Text to read —
-- BEGIN --

What is a Cold Wallet? BEST Cold Storage Crypto Wallets List in 2023

As the world of cryptocurrencies continues to expand, the need for secure storage of digital assets becomes increasingly important. One type of secure storage that has gained popularity among crypto enthusiasts is cold wallets. 

In this comprehensive guide, we will explore what a cold wallet is, how to set one up, and what types of offline wallets exist. We will also discuss some of the best crypto wallet apps, including Mycelium.

Cold Wallet: Definition

A cold wallet, also known as an offline wallet, is a type of crypto wallet that stores your digital assets without being connected to the Internet. This stands in contrast to hot wallets, which are always connected to the Internet and, therefore, more vulnerable to hacks and cyber attacks. Cold wallets offer enhanced security for your cryptocurrencies by keeping your private keys offline, significantly reducing the risk of theft.

How Do Cold Wallets Work?

Here’s a deeper dive into how an average cold wallet functions to keep your assets safe.

  • Key Generation. At the heart of every crypto wallet is a pair of cryptographic keys: a public key, which is shared and used to receive funds, and a private key, which remains secret and is used to sign transactions and access funds. A crypto cold wallet starts with the generation of these keys, typically using a random number generator. This ensures a high level of unpredictability and security.
  • Offline Environment. The most distinguishing feature of cold storage is its disconnection from online networks and, by extension, from potential online threats. Its offline nature ensures that hackers and malware cannot access the private keys on the cold storage device. In essence, it builds a physical barrier between your digital assets and potential online threats.
  • Transfer of Funds. When a crypto investor wants to store their digital assets in cold storage, they send them to the public address associated with their cold wallet. Since only the public key is needed to deposit funds, this transaction can be made securely without exposing the private key.
  • Accessing and Transferring Funds. To spend cryptocurrencies or transfer them out of cold storage, one needs to sign the transaction with the private key. This process typically involves connecting the cold storage device to a computer or using the physical wallet in conjunction with a software interface. Once the transaction is signed, the device can be disconnected, and the transaction is broadcasted to the blockchain networks, keeping the private key offline and safe.
  • Physical Security. Since the crypto cold wallet is a physical device, you must keep it safe from physical threats like theft, water, or fire. Some cold storage devices come with additional security features, like pin codes or biometric scanners, to ensure that even if someone physically accesses the wallet, they can’t extract the private key.
  • Encrypted Protection. Many cold storage devices encrypt the private key, ensuring that even if the device is compromised, the data remains unreadable without the proper decryption key or method.

In summary, the primary function of a crypto cold wallet is to keep the private key—the gateway to your digital assets—offline and safe from both online and offline threats. It’s an essential tool for any crypto investor prioritizing the safety of their investments.

-- END --

Short task a — In the rows below, repeat the stretch from the line containing "Find every instance of the white boulder" through the line containing "<point>246,440</point>" character for character, with both of those lines included.

Task input —
-- BEGIN --

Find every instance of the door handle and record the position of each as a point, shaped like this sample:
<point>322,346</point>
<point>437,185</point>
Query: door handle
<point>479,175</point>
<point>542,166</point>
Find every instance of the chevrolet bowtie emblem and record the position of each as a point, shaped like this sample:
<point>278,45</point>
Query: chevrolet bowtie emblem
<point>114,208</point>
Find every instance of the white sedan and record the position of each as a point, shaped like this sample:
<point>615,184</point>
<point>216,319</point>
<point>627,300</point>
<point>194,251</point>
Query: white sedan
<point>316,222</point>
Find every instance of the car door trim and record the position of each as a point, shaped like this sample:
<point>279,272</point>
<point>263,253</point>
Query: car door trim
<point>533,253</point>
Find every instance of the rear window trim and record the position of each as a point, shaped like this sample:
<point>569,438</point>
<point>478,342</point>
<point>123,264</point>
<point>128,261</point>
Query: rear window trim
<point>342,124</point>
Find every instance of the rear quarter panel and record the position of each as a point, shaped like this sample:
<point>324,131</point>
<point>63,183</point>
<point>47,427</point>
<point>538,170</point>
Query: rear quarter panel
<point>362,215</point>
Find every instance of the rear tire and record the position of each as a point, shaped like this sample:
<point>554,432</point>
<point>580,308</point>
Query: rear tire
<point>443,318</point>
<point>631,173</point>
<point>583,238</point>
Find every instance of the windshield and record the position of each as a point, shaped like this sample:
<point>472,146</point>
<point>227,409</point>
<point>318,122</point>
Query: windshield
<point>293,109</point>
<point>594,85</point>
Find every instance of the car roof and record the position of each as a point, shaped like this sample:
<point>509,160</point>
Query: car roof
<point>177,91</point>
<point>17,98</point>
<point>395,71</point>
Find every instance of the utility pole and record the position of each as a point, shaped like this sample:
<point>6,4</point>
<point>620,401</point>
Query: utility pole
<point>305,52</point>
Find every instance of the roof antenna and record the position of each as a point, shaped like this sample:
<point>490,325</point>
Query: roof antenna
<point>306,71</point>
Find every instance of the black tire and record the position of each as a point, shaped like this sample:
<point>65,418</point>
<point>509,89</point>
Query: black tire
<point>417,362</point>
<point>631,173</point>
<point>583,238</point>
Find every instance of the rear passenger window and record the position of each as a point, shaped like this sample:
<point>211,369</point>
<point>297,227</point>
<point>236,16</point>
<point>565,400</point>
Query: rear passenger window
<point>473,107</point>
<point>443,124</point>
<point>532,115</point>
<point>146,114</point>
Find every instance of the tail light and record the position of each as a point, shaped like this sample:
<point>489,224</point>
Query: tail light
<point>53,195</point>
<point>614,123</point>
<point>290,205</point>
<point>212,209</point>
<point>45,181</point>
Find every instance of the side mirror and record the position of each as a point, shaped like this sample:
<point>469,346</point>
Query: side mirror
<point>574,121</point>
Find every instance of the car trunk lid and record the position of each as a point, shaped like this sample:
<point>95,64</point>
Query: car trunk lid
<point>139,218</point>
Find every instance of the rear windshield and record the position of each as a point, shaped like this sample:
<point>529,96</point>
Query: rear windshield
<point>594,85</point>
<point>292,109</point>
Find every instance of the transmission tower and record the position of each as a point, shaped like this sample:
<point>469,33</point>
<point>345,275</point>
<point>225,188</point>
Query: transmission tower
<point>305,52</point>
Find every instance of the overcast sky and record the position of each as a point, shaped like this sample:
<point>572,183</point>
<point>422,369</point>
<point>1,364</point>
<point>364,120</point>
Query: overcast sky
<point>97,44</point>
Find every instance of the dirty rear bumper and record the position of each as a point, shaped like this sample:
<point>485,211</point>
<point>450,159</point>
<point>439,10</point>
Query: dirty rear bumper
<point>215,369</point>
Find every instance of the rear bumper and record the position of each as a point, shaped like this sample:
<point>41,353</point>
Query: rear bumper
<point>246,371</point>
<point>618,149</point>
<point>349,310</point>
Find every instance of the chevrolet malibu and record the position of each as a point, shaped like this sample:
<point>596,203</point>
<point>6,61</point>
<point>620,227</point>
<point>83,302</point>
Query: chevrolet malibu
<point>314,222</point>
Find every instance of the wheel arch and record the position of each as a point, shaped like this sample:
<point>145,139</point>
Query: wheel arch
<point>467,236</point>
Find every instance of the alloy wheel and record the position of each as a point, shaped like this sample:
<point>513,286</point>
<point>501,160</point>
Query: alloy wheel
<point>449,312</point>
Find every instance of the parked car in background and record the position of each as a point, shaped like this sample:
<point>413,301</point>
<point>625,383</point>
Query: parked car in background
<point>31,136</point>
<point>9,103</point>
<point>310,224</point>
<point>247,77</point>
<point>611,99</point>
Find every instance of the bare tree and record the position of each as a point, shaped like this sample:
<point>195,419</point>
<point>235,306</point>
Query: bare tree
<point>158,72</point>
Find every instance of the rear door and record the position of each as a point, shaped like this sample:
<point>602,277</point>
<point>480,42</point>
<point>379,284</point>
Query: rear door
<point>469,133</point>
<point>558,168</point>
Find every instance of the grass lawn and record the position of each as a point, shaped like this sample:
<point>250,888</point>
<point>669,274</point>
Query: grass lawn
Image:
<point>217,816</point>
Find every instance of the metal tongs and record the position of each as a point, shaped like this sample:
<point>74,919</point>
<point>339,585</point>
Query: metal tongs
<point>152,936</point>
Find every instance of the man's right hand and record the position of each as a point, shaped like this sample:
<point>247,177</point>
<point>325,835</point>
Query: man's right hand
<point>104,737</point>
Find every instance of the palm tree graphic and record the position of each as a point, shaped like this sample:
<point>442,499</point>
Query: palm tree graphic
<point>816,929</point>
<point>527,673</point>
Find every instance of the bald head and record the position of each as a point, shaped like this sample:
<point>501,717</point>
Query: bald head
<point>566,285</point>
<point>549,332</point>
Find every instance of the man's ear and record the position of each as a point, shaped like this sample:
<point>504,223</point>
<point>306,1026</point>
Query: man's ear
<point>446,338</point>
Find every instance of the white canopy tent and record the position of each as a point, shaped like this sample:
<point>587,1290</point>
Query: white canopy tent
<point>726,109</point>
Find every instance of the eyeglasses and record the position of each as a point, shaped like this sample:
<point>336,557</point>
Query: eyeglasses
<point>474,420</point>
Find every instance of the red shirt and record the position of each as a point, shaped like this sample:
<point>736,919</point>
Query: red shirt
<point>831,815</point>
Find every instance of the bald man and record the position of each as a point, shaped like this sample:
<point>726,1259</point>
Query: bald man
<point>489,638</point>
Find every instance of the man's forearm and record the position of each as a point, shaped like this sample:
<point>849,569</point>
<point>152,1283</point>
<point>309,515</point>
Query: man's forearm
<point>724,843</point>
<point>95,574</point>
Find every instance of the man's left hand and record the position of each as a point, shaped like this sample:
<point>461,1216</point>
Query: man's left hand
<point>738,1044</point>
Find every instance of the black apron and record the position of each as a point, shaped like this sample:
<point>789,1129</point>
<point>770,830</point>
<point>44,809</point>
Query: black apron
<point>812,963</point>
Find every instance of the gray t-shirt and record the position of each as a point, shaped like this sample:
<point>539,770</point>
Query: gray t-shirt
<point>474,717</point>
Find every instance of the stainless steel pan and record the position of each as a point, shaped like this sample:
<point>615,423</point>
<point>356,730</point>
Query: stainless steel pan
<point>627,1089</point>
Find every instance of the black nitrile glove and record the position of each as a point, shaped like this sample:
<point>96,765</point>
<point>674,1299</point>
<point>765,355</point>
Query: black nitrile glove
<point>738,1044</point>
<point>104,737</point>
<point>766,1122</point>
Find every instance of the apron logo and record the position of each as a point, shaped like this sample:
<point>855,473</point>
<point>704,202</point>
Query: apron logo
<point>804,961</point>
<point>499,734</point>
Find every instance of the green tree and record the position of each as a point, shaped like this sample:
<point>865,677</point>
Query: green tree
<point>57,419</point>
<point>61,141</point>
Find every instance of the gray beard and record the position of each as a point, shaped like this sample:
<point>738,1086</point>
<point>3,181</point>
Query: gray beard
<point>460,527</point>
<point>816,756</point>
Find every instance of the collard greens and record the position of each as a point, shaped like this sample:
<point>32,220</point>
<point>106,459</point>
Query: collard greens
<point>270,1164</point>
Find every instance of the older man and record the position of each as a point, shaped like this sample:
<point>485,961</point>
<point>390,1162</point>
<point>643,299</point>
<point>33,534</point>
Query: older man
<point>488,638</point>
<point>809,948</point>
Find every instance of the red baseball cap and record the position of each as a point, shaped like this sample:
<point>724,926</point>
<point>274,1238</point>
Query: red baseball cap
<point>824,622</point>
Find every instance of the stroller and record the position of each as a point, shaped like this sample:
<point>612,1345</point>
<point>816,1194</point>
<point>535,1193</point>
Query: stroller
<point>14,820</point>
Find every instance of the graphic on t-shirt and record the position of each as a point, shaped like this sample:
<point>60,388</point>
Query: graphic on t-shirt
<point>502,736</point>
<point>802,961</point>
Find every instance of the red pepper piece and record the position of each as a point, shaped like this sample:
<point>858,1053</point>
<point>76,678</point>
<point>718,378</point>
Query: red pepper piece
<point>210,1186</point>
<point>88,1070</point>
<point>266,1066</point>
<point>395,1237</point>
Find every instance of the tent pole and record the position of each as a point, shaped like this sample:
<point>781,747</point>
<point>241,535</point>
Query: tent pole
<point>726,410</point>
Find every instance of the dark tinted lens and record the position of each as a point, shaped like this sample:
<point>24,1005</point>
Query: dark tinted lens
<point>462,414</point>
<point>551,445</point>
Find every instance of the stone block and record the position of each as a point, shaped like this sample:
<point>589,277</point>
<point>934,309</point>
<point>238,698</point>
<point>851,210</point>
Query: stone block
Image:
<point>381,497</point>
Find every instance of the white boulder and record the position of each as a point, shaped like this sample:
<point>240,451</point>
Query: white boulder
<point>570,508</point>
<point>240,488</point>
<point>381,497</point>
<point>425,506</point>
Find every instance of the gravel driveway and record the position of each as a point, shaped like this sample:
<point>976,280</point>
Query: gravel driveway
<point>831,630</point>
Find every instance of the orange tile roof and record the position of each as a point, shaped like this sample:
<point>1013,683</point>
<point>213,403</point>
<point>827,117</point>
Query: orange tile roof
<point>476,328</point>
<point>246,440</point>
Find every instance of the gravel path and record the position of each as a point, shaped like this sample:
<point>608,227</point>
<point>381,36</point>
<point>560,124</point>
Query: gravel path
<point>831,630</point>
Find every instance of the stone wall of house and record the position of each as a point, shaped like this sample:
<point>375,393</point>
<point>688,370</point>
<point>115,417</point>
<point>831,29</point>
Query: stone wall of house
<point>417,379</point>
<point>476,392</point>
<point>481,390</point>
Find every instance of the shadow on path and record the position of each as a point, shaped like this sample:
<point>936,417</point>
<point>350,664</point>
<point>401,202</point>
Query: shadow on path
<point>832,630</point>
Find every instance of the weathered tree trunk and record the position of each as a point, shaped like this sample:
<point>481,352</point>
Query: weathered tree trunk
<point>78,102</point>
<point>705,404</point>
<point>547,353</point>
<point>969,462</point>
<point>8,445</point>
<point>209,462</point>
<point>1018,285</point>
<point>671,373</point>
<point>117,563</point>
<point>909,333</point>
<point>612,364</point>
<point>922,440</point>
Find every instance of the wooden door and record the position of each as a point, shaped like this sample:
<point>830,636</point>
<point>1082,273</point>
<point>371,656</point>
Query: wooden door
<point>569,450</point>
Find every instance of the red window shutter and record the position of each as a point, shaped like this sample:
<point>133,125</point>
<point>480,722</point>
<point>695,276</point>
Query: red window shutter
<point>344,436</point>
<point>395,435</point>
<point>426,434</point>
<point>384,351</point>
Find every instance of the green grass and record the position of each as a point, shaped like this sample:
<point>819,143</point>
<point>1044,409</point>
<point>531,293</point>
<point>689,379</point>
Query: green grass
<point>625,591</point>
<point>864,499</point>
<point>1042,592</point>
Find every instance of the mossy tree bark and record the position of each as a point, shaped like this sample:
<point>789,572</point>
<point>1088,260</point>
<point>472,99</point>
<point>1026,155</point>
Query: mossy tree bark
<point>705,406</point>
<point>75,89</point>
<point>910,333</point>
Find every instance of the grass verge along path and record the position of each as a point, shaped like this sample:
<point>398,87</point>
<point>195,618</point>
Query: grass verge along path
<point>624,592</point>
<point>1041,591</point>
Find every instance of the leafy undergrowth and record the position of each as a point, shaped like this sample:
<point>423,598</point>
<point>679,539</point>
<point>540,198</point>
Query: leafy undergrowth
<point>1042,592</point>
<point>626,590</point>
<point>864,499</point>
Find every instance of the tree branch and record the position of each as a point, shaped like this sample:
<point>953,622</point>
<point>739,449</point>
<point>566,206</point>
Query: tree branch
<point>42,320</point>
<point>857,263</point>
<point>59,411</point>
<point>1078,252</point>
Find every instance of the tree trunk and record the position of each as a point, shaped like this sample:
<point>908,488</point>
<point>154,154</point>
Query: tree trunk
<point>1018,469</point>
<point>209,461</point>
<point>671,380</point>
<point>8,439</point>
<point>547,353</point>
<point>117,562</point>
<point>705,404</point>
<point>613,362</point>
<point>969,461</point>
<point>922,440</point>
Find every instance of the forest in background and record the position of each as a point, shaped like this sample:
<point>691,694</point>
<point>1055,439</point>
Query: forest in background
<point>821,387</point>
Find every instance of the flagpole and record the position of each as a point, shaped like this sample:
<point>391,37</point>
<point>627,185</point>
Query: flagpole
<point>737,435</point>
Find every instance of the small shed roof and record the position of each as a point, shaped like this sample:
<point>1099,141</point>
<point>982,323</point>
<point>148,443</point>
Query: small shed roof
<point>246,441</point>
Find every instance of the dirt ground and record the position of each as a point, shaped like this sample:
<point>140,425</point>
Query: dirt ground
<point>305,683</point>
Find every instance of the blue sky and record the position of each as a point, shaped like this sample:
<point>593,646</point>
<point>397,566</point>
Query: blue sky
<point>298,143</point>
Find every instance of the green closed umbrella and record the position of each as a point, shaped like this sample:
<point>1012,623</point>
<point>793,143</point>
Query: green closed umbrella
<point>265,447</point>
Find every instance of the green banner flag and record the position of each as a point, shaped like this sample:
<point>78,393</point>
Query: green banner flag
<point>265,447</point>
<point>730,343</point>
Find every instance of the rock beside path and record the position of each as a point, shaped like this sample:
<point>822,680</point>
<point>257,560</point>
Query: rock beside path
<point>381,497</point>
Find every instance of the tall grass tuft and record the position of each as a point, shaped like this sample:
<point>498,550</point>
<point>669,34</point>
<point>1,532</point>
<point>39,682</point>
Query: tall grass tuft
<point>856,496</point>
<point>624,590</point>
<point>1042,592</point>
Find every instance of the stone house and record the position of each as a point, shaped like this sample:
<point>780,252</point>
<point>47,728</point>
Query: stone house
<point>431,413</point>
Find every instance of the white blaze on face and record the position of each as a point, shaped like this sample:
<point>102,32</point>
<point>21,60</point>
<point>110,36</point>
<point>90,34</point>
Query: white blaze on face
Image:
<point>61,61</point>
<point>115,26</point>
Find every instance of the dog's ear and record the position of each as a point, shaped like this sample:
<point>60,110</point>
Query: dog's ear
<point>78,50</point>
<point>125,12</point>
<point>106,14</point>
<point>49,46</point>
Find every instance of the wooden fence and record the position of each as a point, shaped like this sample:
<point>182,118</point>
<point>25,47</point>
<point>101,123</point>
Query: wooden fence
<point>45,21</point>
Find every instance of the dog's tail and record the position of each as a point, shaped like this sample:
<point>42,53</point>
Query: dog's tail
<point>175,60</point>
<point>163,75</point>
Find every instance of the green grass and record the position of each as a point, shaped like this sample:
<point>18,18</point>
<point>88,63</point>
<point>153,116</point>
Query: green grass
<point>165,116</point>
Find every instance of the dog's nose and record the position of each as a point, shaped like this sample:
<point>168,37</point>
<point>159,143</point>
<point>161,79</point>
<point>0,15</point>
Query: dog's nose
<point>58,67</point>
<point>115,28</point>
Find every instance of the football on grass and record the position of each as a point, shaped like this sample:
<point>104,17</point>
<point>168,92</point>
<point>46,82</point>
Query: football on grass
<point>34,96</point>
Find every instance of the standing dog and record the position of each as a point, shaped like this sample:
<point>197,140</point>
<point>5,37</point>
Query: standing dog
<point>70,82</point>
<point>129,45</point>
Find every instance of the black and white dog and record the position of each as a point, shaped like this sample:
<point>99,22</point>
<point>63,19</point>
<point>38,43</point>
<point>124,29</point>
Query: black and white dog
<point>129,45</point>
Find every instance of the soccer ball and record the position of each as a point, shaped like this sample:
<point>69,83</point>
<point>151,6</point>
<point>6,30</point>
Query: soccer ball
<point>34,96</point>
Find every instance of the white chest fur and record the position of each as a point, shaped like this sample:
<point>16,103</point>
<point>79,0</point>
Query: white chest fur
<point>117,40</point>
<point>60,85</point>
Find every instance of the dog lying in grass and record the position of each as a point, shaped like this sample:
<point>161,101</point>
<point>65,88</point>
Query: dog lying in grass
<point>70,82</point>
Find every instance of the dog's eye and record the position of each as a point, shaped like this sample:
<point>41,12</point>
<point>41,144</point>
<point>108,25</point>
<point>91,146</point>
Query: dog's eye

-- END --

Short task b — From the cold wallet article above, pull out the stretch from "Cold Wallet: Definition" through "Cold Wallets Work?" word for word.

Full solution a —
Find every instance of the white boulder and record the position of each as a point, shaped like this sample:
<point>240,451</point>
Query: white boulder
<point>570,508</point>
<point>240,488</point>
<point>381,497</point>
<point>425,506</point>
Find every instance of the gravel driveway and record the position of each as a point, shaped like this sample:
<point>976,280</point>
Query: gravel driveway
<point>831,630</point>
Find every instance of the orange tile roof and record the position of each as a point, shaped like this sample:
<point>1013,683</point>
<point>213,403</point>
<point>827,117</point>
Query: orange tile roof
<point>476,328</point>
<point>246,440</point>

Full solution b —
Cold Wallet: Definition

A cold wallet, also known as an offline wallet, is a type of crypto wallet that stores your digital assets without being connected to the Internet. This stands in contrast to hot wallets, which are always connected to the Internet and, therefore, more vulnerable to hacks and cyber attacks. Cold wallets offer enhanced security for your cryptocurrencies by keeping your private keys offline, significantly reducing the risk of theft.

How Do Cold Wallets Work?